_Text section:_
The Gift of “A Brush with Greatness”

Age has its perks, especially at family reunions. Senior attendants are automatic celebrities with stories everyone wants to hear.  Chester Buford Wolfe, a tall and trim 93 year old elder, whose life-long career as a gate-guard at Keenland positioned him to brush shoulders with many great names in thoroughbred racing, was eager to share accounts of his encounters. The setting was a field comprised of Wolfe, Reeves, & Davis descendants, representing four generations, in Georgetown, Kentucky.  “Check”, as he was called during his days at Keenland, could be seen striding between corn-hole boards and goofy-golf games set up on the well-manicured lawn.  According to his great niece, Dee Dee, who sported a whimsical pink T-shirt boasting “I was Raised by Wolfes”, her great Uncle Chet had been seen playing volleyball at previous reunions up until he was 85 years old.  It wasn’t hard to imagine him observing the swimming pool nearby with cannon-ball splashers, possibly thinking about horses being hosed down after workouts or competitions. A buffet table laden with pot-luck contributions, more luxuriant than the fresh hay and buckets of grain special ordered to refresh thoroughbred champions, extended hospitality to guests from inside the vaulted ceiling home of the week long reunion hosts.

_Material shown:_
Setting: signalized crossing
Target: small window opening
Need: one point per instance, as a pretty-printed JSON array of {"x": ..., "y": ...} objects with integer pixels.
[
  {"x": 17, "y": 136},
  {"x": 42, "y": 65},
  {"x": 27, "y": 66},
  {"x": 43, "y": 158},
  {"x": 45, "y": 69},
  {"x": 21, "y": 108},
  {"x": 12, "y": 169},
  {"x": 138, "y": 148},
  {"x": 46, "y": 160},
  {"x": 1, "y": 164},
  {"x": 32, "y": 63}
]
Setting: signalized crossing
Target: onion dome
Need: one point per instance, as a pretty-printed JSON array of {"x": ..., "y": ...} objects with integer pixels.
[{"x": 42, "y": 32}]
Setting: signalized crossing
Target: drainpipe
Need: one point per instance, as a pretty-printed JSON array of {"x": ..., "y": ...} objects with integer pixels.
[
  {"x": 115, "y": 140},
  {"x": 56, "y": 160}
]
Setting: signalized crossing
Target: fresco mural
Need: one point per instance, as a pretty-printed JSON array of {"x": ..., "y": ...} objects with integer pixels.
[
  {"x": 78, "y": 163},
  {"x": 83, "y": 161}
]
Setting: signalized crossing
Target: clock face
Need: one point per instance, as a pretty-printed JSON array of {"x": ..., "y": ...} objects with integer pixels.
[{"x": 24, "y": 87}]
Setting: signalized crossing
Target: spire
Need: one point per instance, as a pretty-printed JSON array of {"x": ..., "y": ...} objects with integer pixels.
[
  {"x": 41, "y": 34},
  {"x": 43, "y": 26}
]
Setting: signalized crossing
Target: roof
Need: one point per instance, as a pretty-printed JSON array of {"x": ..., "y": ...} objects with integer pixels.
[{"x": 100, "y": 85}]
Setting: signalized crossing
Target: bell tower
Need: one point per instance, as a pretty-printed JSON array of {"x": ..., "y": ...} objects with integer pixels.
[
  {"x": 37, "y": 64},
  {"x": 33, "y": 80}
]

_Things to do:_
1. In the family reunion text, what nickname was Chester Buford Wolfe known by during his days at Keenland?
2. Please carry the family reunion text forward from its final sentence.

_Solved problems:_
1. "Check"

2.
Memories “like it was yesterday” prevailed as this vibrant man, who’d been cast in the midst of what is now legends in racing history, shared photos of famous horses whose paths had crossed his own, including:  Bagdad, Tom Rolfe, Riva Ridge, Damascus, Round Table, Drone, and the legendary Secretariat.  “Check’s” most coveted souvenir from these days is a swath of Secretariat’s mane and tail, gathered following a grooming session he’d observed, neatly preserved in a sealed plastic bag.  His now deceased brother, Thurman Wolfe, at one time had “started” or broken horses—the most accomplished of his mounts being the 1957 Kentucky Derby winner, Iron Liege.  Chester’s father-in-law, Harry Maybriar, had built the first paddock for Man O War.  People who had served great race horses seemed, unquestionably, to be a part of Chester Wolfe’s own bloodline.

It was no surprise then that his beloved historian’s movements about the reunion grounds were somehow reminiscent of a horse in retirement ambling from pasture to pond to barn, grazing at his leisure, reveling in the company of his pasture-mates for the day. Every move was efficient and purposeful like a great race horse whose muscle memory added grace and dignity, belying the actual years invested in a mortal body. Before a lavish display of fireworks at sunset and a late night session of blue-tooth-facilitated karaoke with hand-held flashlights serving as spot-lights, “Uncle Chet” could be found holding his own cards, discreetly fanned, among kinfolk bantering in a competitive round of Pinochle.

As a gift to honor a man who loved his life-long occupation and whose ongoing appreciation for Thoroughbreds in racing seemed to be timeless, a signed copy of a recent publication: A Brush with Greatness by artist, Robert Clark and writer, Ed Bowen had been obtained earlier in the day at Keenland’s “Hats Off Day”.  It was like Christmas in July for the appreciative gentleman, who quickly understood the significance of the collection of paintings and memoires about horses and events he had witnessed in his own life-time.

When a “Brush with Greatness” becomes a part of our journey, we are forever changed, elevated to new levels of wonder and expectation—-encouraged to believe again in blessings and miracles, and hope for a brighter future.